(ENTRIES SUPPLIED Opens)

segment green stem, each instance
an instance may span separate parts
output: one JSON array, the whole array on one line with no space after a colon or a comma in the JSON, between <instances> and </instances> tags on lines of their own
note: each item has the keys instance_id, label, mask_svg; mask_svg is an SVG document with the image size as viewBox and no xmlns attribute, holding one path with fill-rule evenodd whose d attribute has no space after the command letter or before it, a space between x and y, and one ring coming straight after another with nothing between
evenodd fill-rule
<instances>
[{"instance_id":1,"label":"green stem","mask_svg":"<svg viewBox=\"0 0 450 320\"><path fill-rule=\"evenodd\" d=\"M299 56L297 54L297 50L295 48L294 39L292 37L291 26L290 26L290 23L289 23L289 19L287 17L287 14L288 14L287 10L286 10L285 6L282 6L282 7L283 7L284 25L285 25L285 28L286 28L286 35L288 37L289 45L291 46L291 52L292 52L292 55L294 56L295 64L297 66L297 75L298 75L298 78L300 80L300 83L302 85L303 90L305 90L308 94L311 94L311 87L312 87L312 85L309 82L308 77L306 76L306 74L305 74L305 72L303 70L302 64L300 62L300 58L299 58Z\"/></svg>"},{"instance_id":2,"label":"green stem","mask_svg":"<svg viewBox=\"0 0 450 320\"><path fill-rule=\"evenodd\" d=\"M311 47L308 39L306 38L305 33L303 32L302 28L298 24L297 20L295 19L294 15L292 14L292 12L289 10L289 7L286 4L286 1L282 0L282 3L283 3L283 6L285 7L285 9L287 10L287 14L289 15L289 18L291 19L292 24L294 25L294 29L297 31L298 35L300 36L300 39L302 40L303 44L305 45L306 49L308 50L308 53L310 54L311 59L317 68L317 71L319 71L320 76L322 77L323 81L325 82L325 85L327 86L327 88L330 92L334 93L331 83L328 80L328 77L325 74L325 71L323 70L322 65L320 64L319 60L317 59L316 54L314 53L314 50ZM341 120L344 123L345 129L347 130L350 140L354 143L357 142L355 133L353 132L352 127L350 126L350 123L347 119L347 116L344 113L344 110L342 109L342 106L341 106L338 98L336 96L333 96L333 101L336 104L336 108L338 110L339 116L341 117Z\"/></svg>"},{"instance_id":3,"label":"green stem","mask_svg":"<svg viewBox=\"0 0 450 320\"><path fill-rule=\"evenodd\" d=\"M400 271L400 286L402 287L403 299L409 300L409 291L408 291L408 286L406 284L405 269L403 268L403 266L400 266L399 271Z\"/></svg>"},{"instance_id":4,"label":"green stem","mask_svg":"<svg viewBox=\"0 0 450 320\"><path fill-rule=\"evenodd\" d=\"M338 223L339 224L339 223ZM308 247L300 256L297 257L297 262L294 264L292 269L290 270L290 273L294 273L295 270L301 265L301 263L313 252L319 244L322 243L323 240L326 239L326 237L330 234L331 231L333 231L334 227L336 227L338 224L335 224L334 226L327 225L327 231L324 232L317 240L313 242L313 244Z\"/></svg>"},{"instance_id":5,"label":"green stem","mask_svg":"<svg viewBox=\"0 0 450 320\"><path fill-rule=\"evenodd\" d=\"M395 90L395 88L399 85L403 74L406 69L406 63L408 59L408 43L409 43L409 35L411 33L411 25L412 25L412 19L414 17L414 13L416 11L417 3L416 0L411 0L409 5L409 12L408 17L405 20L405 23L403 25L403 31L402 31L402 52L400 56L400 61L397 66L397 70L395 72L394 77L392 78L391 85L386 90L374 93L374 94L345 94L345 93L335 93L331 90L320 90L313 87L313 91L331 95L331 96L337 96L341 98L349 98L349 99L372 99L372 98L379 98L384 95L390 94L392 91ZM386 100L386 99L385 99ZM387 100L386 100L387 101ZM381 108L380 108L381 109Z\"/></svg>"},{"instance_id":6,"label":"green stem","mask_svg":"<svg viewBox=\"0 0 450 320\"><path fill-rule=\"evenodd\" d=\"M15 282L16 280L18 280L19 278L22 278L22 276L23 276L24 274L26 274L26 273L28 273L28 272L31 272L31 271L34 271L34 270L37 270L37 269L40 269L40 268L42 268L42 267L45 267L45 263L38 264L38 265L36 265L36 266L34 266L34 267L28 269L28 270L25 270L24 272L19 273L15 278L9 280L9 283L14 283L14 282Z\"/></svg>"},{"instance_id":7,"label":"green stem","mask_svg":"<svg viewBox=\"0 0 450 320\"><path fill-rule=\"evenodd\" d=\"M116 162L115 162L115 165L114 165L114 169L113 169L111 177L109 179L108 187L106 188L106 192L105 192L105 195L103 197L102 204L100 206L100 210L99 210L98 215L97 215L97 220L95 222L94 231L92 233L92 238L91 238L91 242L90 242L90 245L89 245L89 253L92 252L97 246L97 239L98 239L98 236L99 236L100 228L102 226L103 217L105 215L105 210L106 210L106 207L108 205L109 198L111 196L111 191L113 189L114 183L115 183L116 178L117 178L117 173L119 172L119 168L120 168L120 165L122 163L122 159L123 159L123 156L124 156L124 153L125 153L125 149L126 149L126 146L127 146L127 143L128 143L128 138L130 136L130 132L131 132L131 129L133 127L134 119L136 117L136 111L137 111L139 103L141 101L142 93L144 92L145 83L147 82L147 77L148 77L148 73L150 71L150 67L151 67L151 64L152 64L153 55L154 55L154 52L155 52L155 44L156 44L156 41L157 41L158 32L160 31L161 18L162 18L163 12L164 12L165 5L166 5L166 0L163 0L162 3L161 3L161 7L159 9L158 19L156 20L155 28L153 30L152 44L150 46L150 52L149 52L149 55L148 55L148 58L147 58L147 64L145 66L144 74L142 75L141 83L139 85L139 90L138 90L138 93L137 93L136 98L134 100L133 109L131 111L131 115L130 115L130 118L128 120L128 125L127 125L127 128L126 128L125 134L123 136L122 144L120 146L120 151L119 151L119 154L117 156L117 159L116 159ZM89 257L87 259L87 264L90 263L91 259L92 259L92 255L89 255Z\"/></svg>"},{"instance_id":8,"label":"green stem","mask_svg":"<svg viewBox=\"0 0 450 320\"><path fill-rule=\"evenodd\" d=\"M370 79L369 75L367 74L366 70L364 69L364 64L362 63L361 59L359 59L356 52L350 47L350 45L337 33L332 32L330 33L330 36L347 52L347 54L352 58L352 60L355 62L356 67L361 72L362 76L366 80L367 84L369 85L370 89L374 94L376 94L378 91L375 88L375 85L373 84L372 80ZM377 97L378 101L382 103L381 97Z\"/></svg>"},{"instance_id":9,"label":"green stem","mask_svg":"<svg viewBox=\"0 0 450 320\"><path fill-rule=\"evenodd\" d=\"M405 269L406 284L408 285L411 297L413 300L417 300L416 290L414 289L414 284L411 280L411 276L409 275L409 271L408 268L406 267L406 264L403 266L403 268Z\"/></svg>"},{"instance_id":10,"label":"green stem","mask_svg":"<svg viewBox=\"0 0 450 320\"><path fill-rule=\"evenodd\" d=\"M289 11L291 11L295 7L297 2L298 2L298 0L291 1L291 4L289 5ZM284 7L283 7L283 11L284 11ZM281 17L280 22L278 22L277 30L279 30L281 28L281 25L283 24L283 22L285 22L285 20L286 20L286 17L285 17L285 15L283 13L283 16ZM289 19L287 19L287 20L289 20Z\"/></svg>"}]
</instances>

(ENTRIES SUPPLIED Closes)

## EXERCISE INSTRUCTIONS
The answer must be the full listing, returned exactly as given.

## EXERCISE OUTPUT
segment green stem, each instance
an instance may span separate parts
output: one JSON array, the whole array on one line with no space after a colon or a comma in the JSON, between <instances> and </instances> tags on lines of their own
note: each item has the keys instance_id, label, mask_svg; mask_svg is an SVG document with the image size as viewBox and no xmlns attribute, holding one path with fill-rule evenodd whose d attribute has no space after the command letter or before it, a space between x and y, and one ring coming straight after another with nothing between
evenodd fill-rule
<instances>
[{"instance_id":1,"label":"green stem","mask_svg":"<svg viewBox=\"0 0 450 320\"><path fill-rule=\"evenodd\" d=\"M299 56L297 54L297 50L295 48L294 39L292 37L291 26L290 26L290 23L289 23L289 19L287 17L287 14L288 14L287 10L286 10L285 6L282 6L282 7L283 7L284 25L285 25L285 28L286 28L286 35L288 37L289 45L291 46L291 52L292 52L292 55L294 56L295 64L297 66L297 75L298 75L298 78L300 80L300 83L302 85L303 90L305 90L308 94L311 94L311 87L312 87L312 85L309 82L308 77L306 76L306 74L305 74L305 72L303 70L302 64L300 62L300 58L299 58Z\"/></svg>"},{"instance_id":2,"label":"green stem","mask_svg":"<svg viewBox=\"0 0 450 320\"><path fill-rule=\"evenodd\" d=\"M311 47L308 39L306 38L305 33L303 32L302 28L298 24L297 20L295 19L294 15L292 14L292 12L289 10L289 7L286 4L286 1L282 0L282 3L283 3L283 6L285 7L285 9L287 10L287 14L289 15L289 18L291 19L292 24L294 25L294 29L297 31L298 35L300 36L300 39L302 40L303 44L305 45L306 49L308 50L308 53L310 54L311 59L317 68L317 71L319 71L320 76L322 77L323 81L325 82L325 85L327 86L327 88L330 92L334 93L331 83L328 80L328 77L325 74L325 71L323 70L322 65L320 64L319 60L317 59L316 54L314 53L314 50ZM341 120L344 123L345 129L347 130L350 140L354 143L357 142L355 133L353 132L352 127L350 126L350 123L347 119L347 116L344 113L344 110L342 109L342 106L341 106L338 98L336 96L333 96L333 101L336 104L336 108L338 110L339 116L341 117Z\"/></svg>"},{"instance_id":3,"label":"green stem","mask_svg":"<svg viewBox=\"0 0 450 320\"><path fill-rule=\"evenodd\" d=\"M400 271L400 286L402 287L403 299L409 300L409 291L408 291L408 286L406 284L405 269L403 268L403 266L400 266L399 271Z\"/></svg>"},{"instance_id":4,"label":"green stem","mask_svg":"<svg viewBox=\"0 0 450 320\"><path fill-rule=\"evenodd\" d=\"M338 223L339 224L339 223ZM308 247L300 256L297 257L297 262L294 264L292 269L290 270L290 273L294 273L295 270L301 265L301 263L313 252L319 244L322 243L323 240L326 239L326 237L330 234L331 231L333 231L334 227L336 227L338 224L335 224L334 226L327 225L327 231L324 232L317 240L313 242L313 244Z\"/></svg>"},{"instance_id":5,"label":"green stem","mask_svg":"<svg viewBox=\"0 0 450 320\"><path fill-rule=\"evenodd\" d=\"M395 90L395 88L399 85L403 74L406 69L406 63L408 59L408 43L409 43L409 35L411 33L411 25L412 25L412 19L414 17L414 13L416 11L417 3L416 0L411 0L409 5L409 12L408 17L405 20L405 23L403 25L403 31L402 31L402 52L400 56L400 61L397 66L397 70L395 72L394 77L392 78L391 85L386 90L374 93L374 94L345 94L345 93L335 93L331 90L320 90L313 87L313 91L331 95L331 96L337 96L341 98L349 98L349 99L372 99L372 98L379 98L384 95L390 94L392 91ZM386 100L386 99L385 99ZM387 100L386 100L387 101ZM381 108L380 108L381 109Z\"/></svg>"},{"instance_id":6,"label":"green stem","mask_svg":"<svg viewBox=\"0 0 450 320\"><path fill-rule=\"evenodd\" d=\"M15 282L16 280L18 280L19 278L22 278L22 276L23 276L24 274L26 274L26 273L28 273L28 272L31 272L31 271L34 271L34 270L37 270L37 269L40 269L40 268L42 268L42 267L45 267L45 263L38 264L38 265L36 265L36 266L34 266L34 267L28 269L28 270L25 270L24 272L19 273L15 278L9 280L9 283L14 283L14 282Z\"/></svg>"},{"instance_id":7,"label":"green stem","mask_svg":"<svg viewBox=\"0 0 450 320\"><path fill-rule=\"evenodd\" d=\"M116 162L115 162L115 165L114 165L114 169L113 169L111 177L109 179L108 187L106 188L106 192L105 192L105 195L103 197L102 204L100 206L100 210L99 210L98 215L97 215L97 220L95 222L94 231L92 233L92 238L91 238L91 242L90 242L90 245L89 245L89 253L92 252L97 246L97 239L98 239L98 236L99 236L100 228L102 226L103 217L105 215L105 210L106 210L106 207L108 205L109 198L111 196L111 191L113 189L114 183L115 183L116 178L117 178L117 173L119 172L119 168L120 168L120 165L122 163L122 159L123 159L123 156L124 156L124 153L125 153L125 149L126 149L126 146L127 146L127 143L128 143L128 138L130 136L130 132L131 132L131 129L133 127L134 119L136 117L136 111L137 111L139 103L141 101L142 93L144 92L145 83L147 82L147 77L148 77L148 73L150 71L150 67L151 67L151 64L152 64L153 55L154 55L154 52L155 52L155 44L156 44L156 41L157 41L158 32L160 31L161 18L162 18L163 12L164 12L165 5L166 5L166 0L163 0L162 3L161 3L161 7L159 9L158 19L156 20L155 28L153 30L152 44L150 46L150 52L149 52L149 55L148 55L148 58L147 58L147 64L145 66L144 74L142 75L141 83L139 85L139 90L138 90L138 93L137 93L136 98L134 100L133 109L131 111L131 115L130 115L130 118L128 120L128 125L127 125L127 128L126 128L125 134L123 136L122 144L120 146L120 151L119 151L119 154L117 156L117 159L116 159ZM89 257L87 259L87 264L90 263L91 259L92 259L92 255L89 255Z\"/></svg>"},{"instance_id":8,"label":"green stem","mask_svg":"<svg viewBox=\"0 0 450 320\"><path fill-rule=\"evenodd\" d=\"M370 79L369 75L367 74L366 70L364 69L364 64L362 63L361 59L359 59L356 52L350 47L350 45L337 33L332 32L330 33L330 36L347 52L347 54L352 58L352 60L355 62L356 67L361 72L362 76L366 80L367 84L369 85L370 89L374 94L376 94L378 91L375 88L375 85L373 84L372 80ZM377 97L378 101L382 103L381 97Z\"/></svg>"},{"instance_id":9,"label":"green stem","mask_svg":"<svg viewBox=\"0 0 450 320\"><path fill-rule=\"evenodd\" d=\"M405 269L406 284L408 285L411 297L413 300L417 300L416 290L414 289L414 284L411 280L411 276L409 275L409 271L408 268L406 267L406 264L403 266L403 268Z\"/></svg>"},{"instance_id":10,"label":"green stem","mask_svg":"<svg viewBox=\"0 0 450 320\"><path fill-rule=\"evenodd\" d=\"M289 11L291 11L295 7L297 2L298 2L298 0L291 1L291 4L289 5ZM284 7L283 7L283 11L284 11ZM281 17L280 22L278 22L277 30L279 30L281 28L281 25L283 24L283 22L285 22L285 20L286 20L286 17L285 17L285 15L283 13L283 16ZM289 19L287 19L287 20L289 20Z\"/></svg>"}]
</instances>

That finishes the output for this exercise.